Short problem: Without the pictures, give the entries below again exactly as written.

Supplied material:
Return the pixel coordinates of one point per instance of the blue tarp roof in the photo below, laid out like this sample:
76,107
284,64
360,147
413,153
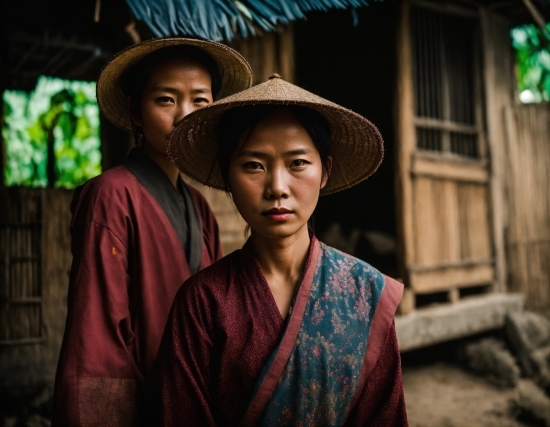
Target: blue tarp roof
223,19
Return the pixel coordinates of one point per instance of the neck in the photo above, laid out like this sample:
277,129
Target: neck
282,257
166,165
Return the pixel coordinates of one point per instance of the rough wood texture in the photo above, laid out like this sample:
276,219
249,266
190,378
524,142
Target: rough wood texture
269,53
450,169
443,198
527,180
499,84
405,143
26,362
448,278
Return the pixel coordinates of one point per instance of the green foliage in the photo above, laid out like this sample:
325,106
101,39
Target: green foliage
60,115
533,62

Exercise response:
Return the pixel coordinates of one point per instance of the blue tarp roof in the photo below, laid out like this sample:
76,107
284,64
360,147
413,153
Target: blue tarp roof
223,19
Return the pixel coordinates of one point per instance of the neck in the photo above, laid out like this sample:
277,129
Target: neck
282,257
166,165
Return the pixel coordinates of one point per instance of the rough wood texture in the photo above, laid out like this sample:
276,219
249,266
190,378
524,142
Target: rough wood texture
269,53
450,169
443,198
527,180
499,84
405,143
26,362
448,278
Return the pixel coordinates of one point per instance of the green foliage in the photo above, laid out like this sample:
325,106
101,39
Target: green foliage
60,115
533,62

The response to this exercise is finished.